> Exercise goal
Which lines below include "fish"? Copy them all.

Exercise inputs Block Start

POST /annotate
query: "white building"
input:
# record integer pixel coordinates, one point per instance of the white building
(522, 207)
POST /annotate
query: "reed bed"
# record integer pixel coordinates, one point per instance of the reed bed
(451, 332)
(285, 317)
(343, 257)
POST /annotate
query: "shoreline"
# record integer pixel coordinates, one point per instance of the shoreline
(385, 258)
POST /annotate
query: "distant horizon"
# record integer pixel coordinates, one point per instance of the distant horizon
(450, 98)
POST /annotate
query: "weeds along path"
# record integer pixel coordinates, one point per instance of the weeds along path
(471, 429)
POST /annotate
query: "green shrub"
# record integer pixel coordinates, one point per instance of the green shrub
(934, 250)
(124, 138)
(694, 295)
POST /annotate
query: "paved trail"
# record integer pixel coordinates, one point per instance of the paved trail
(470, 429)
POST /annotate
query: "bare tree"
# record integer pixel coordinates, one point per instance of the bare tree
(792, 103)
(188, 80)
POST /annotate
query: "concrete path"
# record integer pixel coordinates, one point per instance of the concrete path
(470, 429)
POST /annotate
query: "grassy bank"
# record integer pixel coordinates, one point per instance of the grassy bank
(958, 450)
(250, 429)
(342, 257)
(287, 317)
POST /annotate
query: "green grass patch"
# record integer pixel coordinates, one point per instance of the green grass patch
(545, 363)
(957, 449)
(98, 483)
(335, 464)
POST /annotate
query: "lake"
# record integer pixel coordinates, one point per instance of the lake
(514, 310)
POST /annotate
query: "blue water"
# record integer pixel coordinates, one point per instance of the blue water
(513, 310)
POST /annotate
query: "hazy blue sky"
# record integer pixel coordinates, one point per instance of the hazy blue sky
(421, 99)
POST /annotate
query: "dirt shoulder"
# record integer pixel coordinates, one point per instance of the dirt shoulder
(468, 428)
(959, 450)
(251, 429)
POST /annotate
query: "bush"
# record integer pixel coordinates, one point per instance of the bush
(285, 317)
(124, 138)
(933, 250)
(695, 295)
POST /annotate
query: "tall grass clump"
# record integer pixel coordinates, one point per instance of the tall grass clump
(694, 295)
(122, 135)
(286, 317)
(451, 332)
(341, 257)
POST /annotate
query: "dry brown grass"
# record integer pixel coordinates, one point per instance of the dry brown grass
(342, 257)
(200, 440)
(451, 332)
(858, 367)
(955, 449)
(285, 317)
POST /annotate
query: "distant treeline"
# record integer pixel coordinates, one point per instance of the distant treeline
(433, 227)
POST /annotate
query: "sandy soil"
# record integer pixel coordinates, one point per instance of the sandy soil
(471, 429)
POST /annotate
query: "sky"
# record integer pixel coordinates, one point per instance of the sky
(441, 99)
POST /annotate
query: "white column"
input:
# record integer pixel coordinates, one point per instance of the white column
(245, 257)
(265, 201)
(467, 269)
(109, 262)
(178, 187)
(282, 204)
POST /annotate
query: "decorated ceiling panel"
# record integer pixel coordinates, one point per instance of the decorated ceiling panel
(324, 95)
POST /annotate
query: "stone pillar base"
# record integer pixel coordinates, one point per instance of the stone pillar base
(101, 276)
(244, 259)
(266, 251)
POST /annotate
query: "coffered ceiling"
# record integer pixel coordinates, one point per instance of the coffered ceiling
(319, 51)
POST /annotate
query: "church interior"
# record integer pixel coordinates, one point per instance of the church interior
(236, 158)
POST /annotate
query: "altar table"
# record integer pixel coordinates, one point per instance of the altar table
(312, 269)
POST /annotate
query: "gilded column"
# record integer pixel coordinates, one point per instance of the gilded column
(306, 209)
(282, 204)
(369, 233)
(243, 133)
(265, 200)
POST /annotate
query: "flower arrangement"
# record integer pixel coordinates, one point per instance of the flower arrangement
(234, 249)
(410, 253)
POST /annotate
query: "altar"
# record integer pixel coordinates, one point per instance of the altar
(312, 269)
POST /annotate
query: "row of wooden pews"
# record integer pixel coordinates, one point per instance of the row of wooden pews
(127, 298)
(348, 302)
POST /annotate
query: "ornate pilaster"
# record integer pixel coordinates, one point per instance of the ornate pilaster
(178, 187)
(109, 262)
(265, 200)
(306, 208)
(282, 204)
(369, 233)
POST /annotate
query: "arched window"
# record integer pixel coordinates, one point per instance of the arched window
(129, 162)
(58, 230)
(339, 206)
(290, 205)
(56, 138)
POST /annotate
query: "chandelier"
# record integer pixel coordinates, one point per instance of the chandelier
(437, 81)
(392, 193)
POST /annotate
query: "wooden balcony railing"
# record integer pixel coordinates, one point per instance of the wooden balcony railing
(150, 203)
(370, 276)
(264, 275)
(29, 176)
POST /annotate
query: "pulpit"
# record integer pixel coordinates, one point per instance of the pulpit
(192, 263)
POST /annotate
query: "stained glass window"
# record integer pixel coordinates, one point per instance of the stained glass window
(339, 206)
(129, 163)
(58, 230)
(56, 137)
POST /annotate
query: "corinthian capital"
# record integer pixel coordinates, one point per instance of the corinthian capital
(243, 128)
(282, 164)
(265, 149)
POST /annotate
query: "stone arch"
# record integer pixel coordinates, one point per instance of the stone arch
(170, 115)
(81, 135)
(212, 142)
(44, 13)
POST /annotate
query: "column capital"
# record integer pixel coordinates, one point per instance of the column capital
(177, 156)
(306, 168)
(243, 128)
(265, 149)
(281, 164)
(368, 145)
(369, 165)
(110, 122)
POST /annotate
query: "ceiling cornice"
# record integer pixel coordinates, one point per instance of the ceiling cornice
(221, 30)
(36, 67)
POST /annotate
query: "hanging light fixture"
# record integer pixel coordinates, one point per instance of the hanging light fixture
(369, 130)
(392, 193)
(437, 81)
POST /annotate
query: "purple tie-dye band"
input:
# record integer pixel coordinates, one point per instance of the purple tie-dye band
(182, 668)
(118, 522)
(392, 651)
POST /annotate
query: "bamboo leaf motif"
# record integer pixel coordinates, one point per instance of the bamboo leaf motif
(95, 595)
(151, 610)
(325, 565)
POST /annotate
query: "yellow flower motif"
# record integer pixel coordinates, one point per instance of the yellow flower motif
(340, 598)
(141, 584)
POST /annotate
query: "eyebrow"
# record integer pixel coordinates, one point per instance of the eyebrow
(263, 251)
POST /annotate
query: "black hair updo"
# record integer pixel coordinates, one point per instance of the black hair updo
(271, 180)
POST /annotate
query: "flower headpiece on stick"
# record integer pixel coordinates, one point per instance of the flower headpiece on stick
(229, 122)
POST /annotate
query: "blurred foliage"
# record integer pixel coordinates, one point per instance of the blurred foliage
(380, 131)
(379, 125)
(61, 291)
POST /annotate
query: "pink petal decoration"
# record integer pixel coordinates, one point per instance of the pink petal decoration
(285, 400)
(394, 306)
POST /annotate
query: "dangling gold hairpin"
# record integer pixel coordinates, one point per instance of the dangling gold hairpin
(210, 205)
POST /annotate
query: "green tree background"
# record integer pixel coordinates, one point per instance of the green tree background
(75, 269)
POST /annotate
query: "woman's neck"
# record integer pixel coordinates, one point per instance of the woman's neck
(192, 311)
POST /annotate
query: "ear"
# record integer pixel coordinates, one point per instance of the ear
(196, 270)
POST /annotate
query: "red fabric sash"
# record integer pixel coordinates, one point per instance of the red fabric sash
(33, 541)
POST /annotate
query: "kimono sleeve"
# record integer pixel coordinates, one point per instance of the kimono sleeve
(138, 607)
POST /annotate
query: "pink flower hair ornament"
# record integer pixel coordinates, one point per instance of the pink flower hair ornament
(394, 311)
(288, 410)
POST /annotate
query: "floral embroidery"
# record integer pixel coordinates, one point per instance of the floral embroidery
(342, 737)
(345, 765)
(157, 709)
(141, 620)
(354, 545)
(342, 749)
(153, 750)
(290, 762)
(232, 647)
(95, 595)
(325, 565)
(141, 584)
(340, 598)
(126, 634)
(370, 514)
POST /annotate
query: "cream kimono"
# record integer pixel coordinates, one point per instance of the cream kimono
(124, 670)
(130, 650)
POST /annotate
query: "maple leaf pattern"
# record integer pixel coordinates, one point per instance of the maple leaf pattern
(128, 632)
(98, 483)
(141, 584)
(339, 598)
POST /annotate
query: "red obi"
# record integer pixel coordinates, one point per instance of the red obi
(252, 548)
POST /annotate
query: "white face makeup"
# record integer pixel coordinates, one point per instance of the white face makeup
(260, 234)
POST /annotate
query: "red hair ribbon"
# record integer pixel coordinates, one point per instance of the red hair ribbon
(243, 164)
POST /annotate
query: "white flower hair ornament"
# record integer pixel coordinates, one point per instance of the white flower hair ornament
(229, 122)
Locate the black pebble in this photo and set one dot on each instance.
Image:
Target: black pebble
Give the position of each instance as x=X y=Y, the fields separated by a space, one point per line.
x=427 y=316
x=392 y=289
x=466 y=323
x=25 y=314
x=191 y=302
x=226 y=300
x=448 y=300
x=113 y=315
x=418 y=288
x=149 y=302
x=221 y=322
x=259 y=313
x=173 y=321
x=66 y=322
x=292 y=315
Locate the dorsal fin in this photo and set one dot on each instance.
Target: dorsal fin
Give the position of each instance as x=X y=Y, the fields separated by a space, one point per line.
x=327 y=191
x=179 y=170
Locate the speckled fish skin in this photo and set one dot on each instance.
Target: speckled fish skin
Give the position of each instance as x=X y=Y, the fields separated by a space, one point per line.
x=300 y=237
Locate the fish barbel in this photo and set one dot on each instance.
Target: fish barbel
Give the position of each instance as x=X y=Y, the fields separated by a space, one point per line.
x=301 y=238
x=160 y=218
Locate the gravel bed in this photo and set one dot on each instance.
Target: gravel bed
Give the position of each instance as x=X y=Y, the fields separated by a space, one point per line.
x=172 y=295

Exercise inputs Block End

> Response below
Locate the speckled fish skin in this photo and set one dot on each instance.
Target: speckled fish skin
Locate the fish barbel in this photo and set one dot on each instance.
Target: fish barbel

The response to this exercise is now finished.